--- start of Reading text ---

Even better would be if there was a tunnelling protocol that would just take
packets on side A (incl ip headers, galore), chop it up, and reassemble it
on the other side. Unfortunately there is no such thing :P
Use conntrack on both sides at the entrance. It'll ensure the reassembly of
the fragments...
I'm not sure I understand? You're saying that given the following scenario:

+---+
| A |
+---+
| eth0 (mtu=1500)
|
|
| eth0 (mtu=1500)
+---+
| B |
+---+
| eth1 (mtu=1500), gre-tunnel-side-a (mtu=1476)
|
|
| eth1 (mtu=1500), gre-tunnel-side-b (mtu=1476)
+---+
| C |
+---+
| eth0 (mtu=1500)
|
|
| eth0 (mtu=1500)
+---+
| D |
+---+

Given that B and C have conntrack enabled, if A sends a 1500 byte packet to
D with DF=1 then B will fragment the packet, send it to C which will then
assemble it (in such a way that the packet that arrived at B will be
identical to the one at C with just the ttl updated) and send it to D?

If not, then please explain. The above behaviour is what I meant.
Post by Ramin Dousti
Post by Abraham van der Merwe
Post by Ramin Dousti
Can you come up with a list of the non-TCP-based application protocols that
would use the PMTU (DF bit)?
Basically any UDP application that sends packets bigger than the maximum
allowed mtu. I would assume TFTP, SNMP, etc. would all get into trouble. I
know that some protocols such as DNS try to stay below 512 bytes payload,
but there is probably a gazillion protocols out there that don't.

--- end of Reading text ---
--- start of Data shown ---

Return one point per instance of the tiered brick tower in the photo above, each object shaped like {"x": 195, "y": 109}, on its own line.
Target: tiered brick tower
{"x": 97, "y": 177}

--- end of Data shown ---

_Written problem 1_. List every distinct network interface name that appears in the forum thread's diagram.
_Written problem 2_. Transcribe the passage of the forum thread that begins with the words containing "If not, then" and ends with "there that don't.".

_Complete answer 1_. eth0, eth1, gre-tunnel-side-a, gre-tunnel-side-b

_Complete answer 2_.
If not, then please explain. The above behaviour is what I meant.
Post by Ramin Dousti
Post by Abraham van der Merwe
Post by Ramin Dousti
Can you come up with a list of the non-TCP-based application protocols that
would use the PMTU (DF bit)?
Basically any UDP application that sends packets bigger than the maximum
allowed mtu. I would assume TFTP, SNMP, etc. would all get into trouble. I
know that some protocols such as DNS try to stay below 512 bytes payload,
but there is probably a gazillion protocols out there that don't.